*** Block opens ***
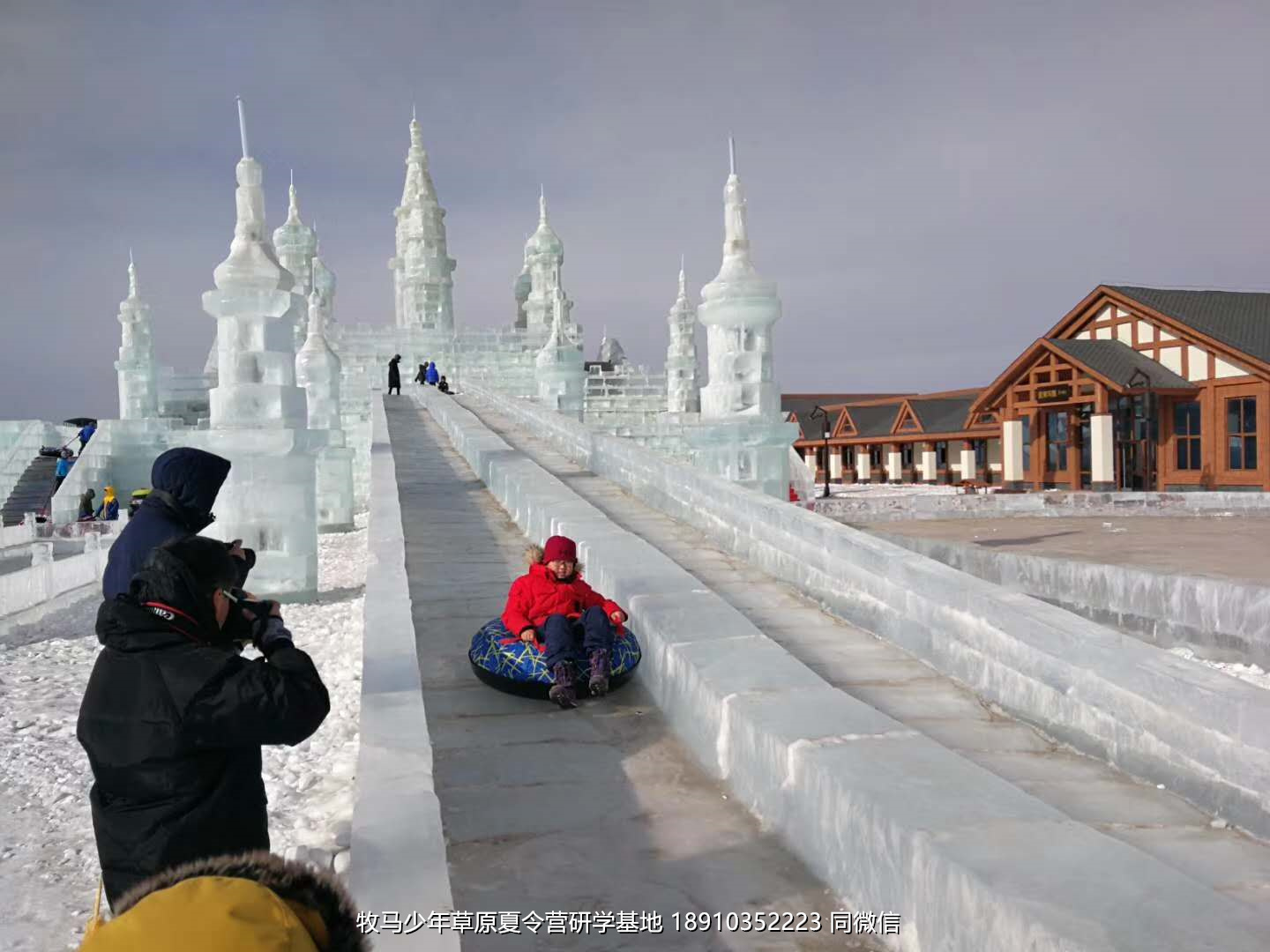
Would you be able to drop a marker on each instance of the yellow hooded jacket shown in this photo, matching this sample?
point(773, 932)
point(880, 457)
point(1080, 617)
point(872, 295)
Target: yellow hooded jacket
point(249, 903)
*** Block closes ***
*** Block opens ***
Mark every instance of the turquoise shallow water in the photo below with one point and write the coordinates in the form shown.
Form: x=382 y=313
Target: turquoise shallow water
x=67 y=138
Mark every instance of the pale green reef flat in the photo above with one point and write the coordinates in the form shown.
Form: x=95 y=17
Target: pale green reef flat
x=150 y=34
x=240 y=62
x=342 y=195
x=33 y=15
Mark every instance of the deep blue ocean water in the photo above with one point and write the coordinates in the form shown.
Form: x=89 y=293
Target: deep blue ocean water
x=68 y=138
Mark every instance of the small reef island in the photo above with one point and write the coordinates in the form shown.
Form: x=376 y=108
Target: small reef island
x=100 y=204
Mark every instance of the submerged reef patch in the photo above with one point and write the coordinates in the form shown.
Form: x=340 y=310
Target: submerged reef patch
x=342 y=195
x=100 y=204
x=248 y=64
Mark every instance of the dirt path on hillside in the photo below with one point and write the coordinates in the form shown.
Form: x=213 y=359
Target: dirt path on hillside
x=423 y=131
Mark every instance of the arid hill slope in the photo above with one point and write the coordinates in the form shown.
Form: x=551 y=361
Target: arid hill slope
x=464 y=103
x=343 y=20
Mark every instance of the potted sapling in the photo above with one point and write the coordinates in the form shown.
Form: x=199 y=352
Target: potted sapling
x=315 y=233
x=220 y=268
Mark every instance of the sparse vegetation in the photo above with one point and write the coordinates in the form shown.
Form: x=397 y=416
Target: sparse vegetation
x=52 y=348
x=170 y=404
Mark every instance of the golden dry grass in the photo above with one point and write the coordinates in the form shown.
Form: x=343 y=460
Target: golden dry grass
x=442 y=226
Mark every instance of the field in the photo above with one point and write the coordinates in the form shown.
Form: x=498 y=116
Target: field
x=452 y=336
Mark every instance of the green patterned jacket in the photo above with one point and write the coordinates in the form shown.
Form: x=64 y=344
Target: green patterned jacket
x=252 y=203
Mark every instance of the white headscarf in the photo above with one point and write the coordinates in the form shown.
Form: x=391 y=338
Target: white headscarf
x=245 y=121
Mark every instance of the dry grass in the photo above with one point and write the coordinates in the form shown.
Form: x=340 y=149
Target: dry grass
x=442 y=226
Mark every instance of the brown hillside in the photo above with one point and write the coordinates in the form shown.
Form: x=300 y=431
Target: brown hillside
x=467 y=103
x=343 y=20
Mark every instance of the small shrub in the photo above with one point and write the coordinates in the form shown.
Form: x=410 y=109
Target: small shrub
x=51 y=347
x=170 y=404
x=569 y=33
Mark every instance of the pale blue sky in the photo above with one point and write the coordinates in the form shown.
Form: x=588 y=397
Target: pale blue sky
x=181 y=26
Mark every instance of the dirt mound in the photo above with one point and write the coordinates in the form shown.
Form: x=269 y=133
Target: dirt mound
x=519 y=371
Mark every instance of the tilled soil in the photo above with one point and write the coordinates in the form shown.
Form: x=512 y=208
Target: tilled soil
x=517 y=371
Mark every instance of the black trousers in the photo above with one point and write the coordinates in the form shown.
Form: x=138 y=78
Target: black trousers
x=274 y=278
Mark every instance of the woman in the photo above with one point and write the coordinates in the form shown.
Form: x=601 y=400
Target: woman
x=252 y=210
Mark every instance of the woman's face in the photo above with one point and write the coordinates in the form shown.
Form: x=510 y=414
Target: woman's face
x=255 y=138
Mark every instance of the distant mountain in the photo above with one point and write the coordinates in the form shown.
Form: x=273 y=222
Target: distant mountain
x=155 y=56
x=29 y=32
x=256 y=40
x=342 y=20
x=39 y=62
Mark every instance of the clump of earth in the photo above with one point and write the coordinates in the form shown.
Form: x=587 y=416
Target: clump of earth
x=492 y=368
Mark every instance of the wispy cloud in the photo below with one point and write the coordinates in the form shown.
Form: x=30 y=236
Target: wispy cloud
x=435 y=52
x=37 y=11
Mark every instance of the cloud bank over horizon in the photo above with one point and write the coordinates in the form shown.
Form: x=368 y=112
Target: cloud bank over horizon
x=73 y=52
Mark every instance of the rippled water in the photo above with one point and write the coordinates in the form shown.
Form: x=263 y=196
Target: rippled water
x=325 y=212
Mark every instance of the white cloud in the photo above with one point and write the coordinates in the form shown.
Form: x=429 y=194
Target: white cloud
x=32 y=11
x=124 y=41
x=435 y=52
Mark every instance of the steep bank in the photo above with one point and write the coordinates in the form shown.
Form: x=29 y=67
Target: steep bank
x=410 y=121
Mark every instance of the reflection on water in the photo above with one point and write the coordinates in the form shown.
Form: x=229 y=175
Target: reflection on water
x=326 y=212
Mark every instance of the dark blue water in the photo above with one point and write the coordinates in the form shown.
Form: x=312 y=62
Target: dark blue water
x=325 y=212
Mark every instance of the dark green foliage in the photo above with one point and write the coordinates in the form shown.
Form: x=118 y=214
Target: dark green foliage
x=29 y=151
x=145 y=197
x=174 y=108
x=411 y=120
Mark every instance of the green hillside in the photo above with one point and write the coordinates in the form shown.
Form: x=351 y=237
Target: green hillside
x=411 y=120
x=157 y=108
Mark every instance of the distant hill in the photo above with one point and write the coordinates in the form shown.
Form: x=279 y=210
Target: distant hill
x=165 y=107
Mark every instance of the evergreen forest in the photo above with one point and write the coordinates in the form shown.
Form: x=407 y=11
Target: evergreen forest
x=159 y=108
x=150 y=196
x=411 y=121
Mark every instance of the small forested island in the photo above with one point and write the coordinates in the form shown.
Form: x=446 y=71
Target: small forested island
*** Block closes ***
*** Block opens ***
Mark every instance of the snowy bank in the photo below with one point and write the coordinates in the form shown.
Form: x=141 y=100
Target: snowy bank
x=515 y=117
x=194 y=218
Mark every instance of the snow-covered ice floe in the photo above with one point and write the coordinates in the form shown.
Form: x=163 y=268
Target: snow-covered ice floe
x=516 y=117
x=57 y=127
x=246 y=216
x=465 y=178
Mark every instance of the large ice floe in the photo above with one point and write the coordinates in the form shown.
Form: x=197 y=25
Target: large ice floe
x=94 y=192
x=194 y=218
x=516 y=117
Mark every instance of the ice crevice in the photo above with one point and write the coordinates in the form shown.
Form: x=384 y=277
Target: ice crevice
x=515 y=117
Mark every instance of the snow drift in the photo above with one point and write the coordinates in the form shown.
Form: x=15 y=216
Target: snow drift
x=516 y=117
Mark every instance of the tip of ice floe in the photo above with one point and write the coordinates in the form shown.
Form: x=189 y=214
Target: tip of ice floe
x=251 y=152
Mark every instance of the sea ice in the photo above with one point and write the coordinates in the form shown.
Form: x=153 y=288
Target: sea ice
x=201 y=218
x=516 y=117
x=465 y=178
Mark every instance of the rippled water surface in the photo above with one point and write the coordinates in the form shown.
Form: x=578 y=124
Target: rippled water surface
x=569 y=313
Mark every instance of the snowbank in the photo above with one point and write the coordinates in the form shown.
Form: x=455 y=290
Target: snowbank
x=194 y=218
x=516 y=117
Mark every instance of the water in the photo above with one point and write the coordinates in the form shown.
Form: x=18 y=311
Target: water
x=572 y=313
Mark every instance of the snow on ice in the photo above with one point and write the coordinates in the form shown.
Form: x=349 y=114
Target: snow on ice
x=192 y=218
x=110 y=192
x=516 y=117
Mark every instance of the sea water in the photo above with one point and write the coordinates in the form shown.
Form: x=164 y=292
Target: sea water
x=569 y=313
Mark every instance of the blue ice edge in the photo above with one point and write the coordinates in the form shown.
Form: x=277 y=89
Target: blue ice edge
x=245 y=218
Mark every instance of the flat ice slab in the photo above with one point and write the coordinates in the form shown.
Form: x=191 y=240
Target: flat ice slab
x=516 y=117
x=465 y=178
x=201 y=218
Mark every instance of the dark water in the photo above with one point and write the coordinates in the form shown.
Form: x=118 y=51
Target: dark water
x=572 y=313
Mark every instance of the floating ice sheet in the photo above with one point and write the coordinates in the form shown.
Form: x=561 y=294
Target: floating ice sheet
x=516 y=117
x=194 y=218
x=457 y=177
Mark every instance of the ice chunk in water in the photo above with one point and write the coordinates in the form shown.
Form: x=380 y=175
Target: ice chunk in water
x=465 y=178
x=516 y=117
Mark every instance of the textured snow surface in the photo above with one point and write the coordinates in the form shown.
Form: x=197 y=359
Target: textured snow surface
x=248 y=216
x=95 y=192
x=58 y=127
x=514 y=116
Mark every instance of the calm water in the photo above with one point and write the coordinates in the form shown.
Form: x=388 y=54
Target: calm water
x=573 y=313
*** Block closes ***
▸ Task description:
Beginning at the line above with "Mark every instance of the flat" and finishing at the line with "Form: x=380 y=175", return each line exactly and return nothing else.

▸ Solution to this exercise:
Mark every instance of the flat ice slab in the photo above with one point and write the coordinates in the form shown.
Form: x=191 y=240
Target: flat ice slab
x=516 y=117
x=465 y=178
x=201 y=218
Mark every instance of the dark water in the photo above with one point and write the coordinates in the form shown.
Form: x=118 y=51
Target: dark water
x=572 y=313
Mark every instance of the floating ice sheet in the photo above with one point and write the coordinates in the form shown.
Form: x=561 y=294
Target: floating ice sheet
x=516 y=117
x=194 y=218
x=457 y=177
Mark every instance of the ice chunk in water in the photo above with one point and write the coordinates in the form shown.
Form: x=380 y=175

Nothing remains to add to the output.